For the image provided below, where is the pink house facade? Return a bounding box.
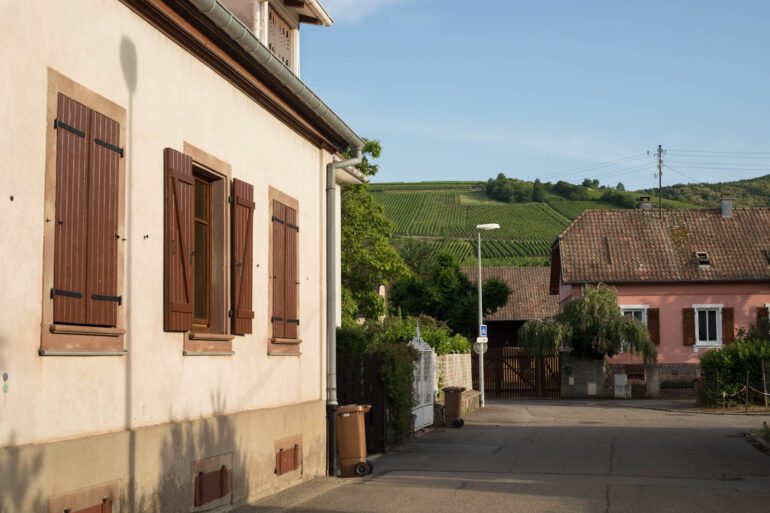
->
[551,199,770,379]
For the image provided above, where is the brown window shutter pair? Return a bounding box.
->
[50,94,123,326]
[231,179,254,335]
[647,308,660,346]
[271,200,299,340]
[163,148,254,335]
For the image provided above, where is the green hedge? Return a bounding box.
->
[700,340,770,406]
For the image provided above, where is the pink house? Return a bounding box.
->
[551,198,770,379]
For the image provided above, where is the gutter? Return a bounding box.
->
[188,0,364,152]
[326,152,369,476]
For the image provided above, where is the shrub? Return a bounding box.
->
[700,339,770,405]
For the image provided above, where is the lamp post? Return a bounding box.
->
[476,223,500,408]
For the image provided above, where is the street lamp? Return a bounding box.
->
[476,223,500,408]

---*---

Directive:
Can you swap "pink house" for "rose-colored house" everywhere in the listing above and give all its lines back unchanged otherwise, leaving out the pictures?

Output for this exercise:
For the image provided below, where is the rose-colored house facade? Return a bounding box.
->
[551,199,770,379]
For the image provided above, where is the brown window shutter pair? Return a bounding box.
->
[50,94,123,326]
[231,179,254,335]
[647,308,660,346]
[271,200,299,340]
[163,148,254,335]
For the image provided above, where is the green hedge? Return a bounding box.
->
[700,340,770,406]
For the image provided above, where is the rose-colored house? Return a bounding box.
->
[551,198,770,379]
For the image provided above, where is the gutter? Return a bounding box.
->
[188,0,364,152]
[326,152,369,476]
For the image provided above, where is the shrub? Return a bounding box.
->
[700,339,770,405]
For the image provided above, where is the lamp post? Return a bounding box.
->
[476,223,500,408]
For the image provided above, where is the street lamp? Return a bounding box.
->
[476,223,500,408]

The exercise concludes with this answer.